### Your instructions
Count the lines in the entries below containing the word "that", with uppercase and lowercase treated as different. Reply with the number alone.

### Data entries

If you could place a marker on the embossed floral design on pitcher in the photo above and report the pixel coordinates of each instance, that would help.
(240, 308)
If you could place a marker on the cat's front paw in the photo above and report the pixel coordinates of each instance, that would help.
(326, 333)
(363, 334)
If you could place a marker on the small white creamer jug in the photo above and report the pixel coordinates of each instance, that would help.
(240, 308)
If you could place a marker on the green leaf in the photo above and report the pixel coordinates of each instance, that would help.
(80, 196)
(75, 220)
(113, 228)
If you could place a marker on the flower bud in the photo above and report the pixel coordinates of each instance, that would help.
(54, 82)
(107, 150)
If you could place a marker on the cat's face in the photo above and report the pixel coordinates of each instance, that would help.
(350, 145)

==

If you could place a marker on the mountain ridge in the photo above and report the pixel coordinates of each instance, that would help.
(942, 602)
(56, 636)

### Response
7